Requirement 1: In the text on pelvic fractures in dogs below, which fractured bone is usually supported with a bone plate and screws?
Requirement 2: Continue the text on pelvic fractures in dogs below from its final sentence.

Extract to read:
::::
Fracture of the Pelvis in Dogs


For most situations of pelvic fractures that do not involve the acetabulum, a bone plate and screws are usually used to support the fractured ilium. Fractures of the ischium and pubis are usually not repaired. Fractures that do involve the acetabulum may need to have the acetabulum carefully reconstructed and stabilized or a procedure in which the femoral head and neck are cut off the shaft of the femur might be recommended. This procedure is done in order to minimize the chance for the animal to have long-term problems associated with a hip joint that heals in an abnormal way leading to future arthritis. If a sacroiliac luxation is also present, the luxation may require repair and stabilization as well. When both sides of the pelvis are broken, only one or both sides may require surgical repair.

  • Pelvic fractures cannot be adequately stabilized with a cast or splint.
  • Pelvic fractures, as well as any other traumatic injuries that the animal might have, are painful and the animal will be given analgesics before and after surgery.

    Follow-up Care for Dogs with Pelvic Fractures

    If it is determined that surgery is not required for your pet or if it is not necessary to pursue the surgical option, you must strictly confine your dog to allow the pelvis to heal and prevent excessive pain. Because the bone fragments are not stabilized when this course of treatment is followed, excessive motion or activity can prevent the fracture from healing at all or cause it to heal in a location that interferes with motion of the leg or with structures that pass through the pelvic canal like the colon, urethra and uterus.

    After surgery and discharge from the hospital, the animal must be restricted from activity to allow the fracture to heal properly. Activity must be restricted for several weeks after surgery (the duration will vary depending on the severity of the injury, the type of fixation that was used, and the age of the animal). Restricted activity means that the animal should be kept confined to a carrier, crate, or small room whenever he cannot be supervised, the animal cannot play or rough-house, even if he appears to be feeling well. In addition, the use of stairs should be limited and outdoor walks should be just long enough for the dog to relieve himself and then should be returned indoors for more rest.
::::
Given entries:
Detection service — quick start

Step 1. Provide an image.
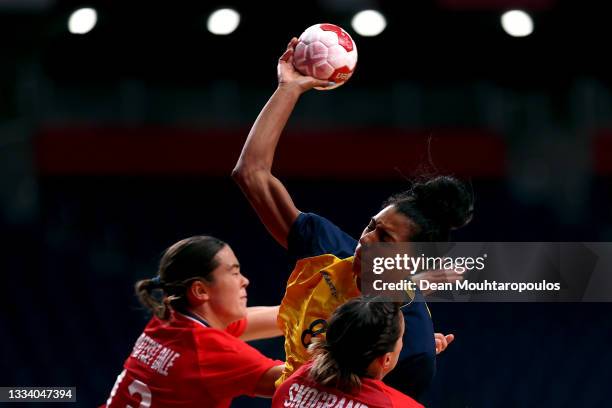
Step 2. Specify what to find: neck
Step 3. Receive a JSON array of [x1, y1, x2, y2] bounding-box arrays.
[[367, 361, 385, 380], [188, 305, 228, 330]]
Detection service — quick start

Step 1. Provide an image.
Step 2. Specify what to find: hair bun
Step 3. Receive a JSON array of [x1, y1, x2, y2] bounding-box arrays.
[[412, 176, 474, 229]]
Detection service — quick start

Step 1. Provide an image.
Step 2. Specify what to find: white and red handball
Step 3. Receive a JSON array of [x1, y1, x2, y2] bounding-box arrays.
[[293, 24, 357, 90]]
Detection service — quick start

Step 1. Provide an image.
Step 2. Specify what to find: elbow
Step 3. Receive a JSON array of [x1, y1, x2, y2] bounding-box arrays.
[[232, 163, 256, 187], [232, 163, 262, 189]]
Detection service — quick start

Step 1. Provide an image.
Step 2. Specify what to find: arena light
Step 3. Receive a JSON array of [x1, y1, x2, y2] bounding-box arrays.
[[351, 10, 387, 37], [68, 7, 98, 34], [501, 10, 533, 37], [206, 8, 240, 35]]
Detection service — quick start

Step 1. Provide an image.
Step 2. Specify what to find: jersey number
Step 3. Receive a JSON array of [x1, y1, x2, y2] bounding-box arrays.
[[302, 319, 327, 348], [106, 370, 151, 408], [125, 380, 151, 408]]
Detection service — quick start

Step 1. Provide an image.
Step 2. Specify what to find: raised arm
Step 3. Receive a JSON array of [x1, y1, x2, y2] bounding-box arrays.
[[232, 38, 329, 248]]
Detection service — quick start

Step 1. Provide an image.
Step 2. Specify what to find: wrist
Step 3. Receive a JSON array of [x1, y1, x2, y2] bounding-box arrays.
[[277, 82, 304, 97]]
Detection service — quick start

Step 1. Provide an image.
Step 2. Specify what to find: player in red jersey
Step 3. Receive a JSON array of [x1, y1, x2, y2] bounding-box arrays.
[[272, 298, 422, 408], [106, 236, 283, 408]]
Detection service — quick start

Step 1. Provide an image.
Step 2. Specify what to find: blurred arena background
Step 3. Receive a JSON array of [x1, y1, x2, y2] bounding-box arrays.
[[0, 0, 612, 407]]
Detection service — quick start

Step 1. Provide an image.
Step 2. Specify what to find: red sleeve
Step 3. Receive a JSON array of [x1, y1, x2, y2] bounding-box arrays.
[[381, 383, 424, 408], [225, 317, 247, 337], [198, 329, 283, 399]]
::::
Answer 1: The ilium.

Answer 2:
    Analgesics (pain medications), such as butorphanol (Torbugesic®), or anti-inflammatories, such as deracoxib, aspirin or carprofen (Rimadyl®), should be given as directed by the veterinarian.

    The skin incision needs to be monitored daily for signs of excessive swelling or discharge. These can indicate problems with the incision or possibly infection. Contact your veterinarian if these occur.

    If at any point prior to the recheck radiographs your pet stops using the leg again after some improvement following surgery, there could be a problem. Again, the veterinarian should be notified.

    Several weeks after surgery, the pelvis will need to be radiographed again to make sure the bones are healing well. If the healing has occurred as expected, the dog’s activity level will be allowed to increase slowly back up to normal over the next few weeks.

    In general, any other implants that were used in the repair will be left in place unless they cause the animal a problem at some point in the future. Potential problems can include migration (movement) or infection of the implant.